WHAT THE TASK REQUIRES :: Repeat the records. Keep every word and mark exactly as it is.

======== INPUT DATA

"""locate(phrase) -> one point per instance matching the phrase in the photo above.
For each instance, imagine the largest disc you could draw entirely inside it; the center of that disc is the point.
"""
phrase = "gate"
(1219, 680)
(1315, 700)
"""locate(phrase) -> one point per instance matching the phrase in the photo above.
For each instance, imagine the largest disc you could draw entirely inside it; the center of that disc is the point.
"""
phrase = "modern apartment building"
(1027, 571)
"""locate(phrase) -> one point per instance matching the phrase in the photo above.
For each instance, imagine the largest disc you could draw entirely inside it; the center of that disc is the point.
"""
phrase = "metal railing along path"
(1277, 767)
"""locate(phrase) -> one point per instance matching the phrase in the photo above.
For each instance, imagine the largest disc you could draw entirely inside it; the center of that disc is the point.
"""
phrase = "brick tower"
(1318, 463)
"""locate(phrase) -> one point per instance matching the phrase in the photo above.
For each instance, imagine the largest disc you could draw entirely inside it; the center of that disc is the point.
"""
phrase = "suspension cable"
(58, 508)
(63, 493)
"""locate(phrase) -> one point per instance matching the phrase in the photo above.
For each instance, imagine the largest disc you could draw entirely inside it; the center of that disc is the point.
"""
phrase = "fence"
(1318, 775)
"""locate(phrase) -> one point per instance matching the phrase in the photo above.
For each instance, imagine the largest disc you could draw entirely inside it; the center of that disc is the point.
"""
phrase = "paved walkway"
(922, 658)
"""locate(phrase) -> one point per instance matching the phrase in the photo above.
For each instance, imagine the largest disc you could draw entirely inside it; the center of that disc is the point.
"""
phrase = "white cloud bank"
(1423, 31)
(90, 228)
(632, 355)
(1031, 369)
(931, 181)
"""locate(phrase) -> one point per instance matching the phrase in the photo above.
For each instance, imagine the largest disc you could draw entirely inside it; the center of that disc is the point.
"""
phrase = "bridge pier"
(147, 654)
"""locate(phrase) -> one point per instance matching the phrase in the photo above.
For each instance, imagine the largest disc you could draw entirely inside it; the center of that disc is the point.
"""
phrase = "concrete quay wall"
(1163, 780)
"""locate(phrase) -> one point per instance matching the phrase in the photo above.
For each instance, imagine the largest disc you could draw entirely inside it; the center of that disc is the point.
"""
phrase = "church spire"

================

TASK RESPONSE ::
"""locate(phrase) -> one point per instance matching the phrase in the photo above.
For each instance, imagine the largest disc you could draw entirely inside it; the center of that disc is the point.
"""
phrase = "gate"
(1219, 680)
(1315, 700)
"""locate(phrase) -> one point per instance matching the phrase in the photo above.
For each instance, imagine the largest disc you could draw entirely inside it; the center of that disc is the point.
"""
phrase = "modern apartment building"
(1027, 571)
"""locate(phrase) -> one point per instance matching the phrase in the photo above.
For each instance, imagine the largest disc you could draw entirely inside it; the center of that disc is the point.
"""
phrase = "metal railing along path"
(1277, 767)
"""locate(phrase) -> one point per instance matching the phrase in the photo above.
For each instance, imagine the largest disc you could draw entirely inside it; the center of that disc is the point.
"""
phrase = "brick tower"
(1318, 463)
"""locate(phrase) -> one point per instance matching the phrase in the photo above.
For each instance, imagine the largest disc you could draw entirely inside it; the center of that disc is the point.
"""
phrase = "suspension cable"
(58, 508)
(63, 493)
"""locate(phrase) -> one point per instance matching the phrase in the photo above.
For each instance, imagine the largest disc you could draw entirely inside it; the center of that disc is the point.
"""
phrase = "fence"
(1318, 775)
"""locate(phrase) -> one point per instance matching the phrase in the photo above.
For each instance, imagine the largest disc you could draw entirely inside it; the center of that disc is the point.
"""
phrase = "paved walkway"
(922, 658)
"""locate(phrase) -> one point per instance matching the phrase in the photo above.
For each instance, imagine the largest disc you could draw entirely inside it; the center of that disc is the point.
"""
phrase = "white cloud bank"
(1423, 31)
(90, 228)
(632, 355)
(1031, 369)
(931, 181)
"""locate(phrase) -> one point per instance matching the phrase in the photo above.
For each instance, imagine the largest disc you could draw entirely inside it; the center of that disc is the point.
"""
phrase = "bridge pier"
(147, 654)
"""locate(phrase) -> one point per instance matching the phrase in the photo above.
For each instance, imagine the largest disc you could draw entirely inside it; the center of that disc is the point.
"""
phrase = "concrete quay wall"
(1163, 780)
"""locate(phrase) -> one point per instance matching the phrase in the photo above.
For each instance, imagine the largest disc you could draw entirely inside it; the center of that disc is the point.
"""
phrase = "church spire"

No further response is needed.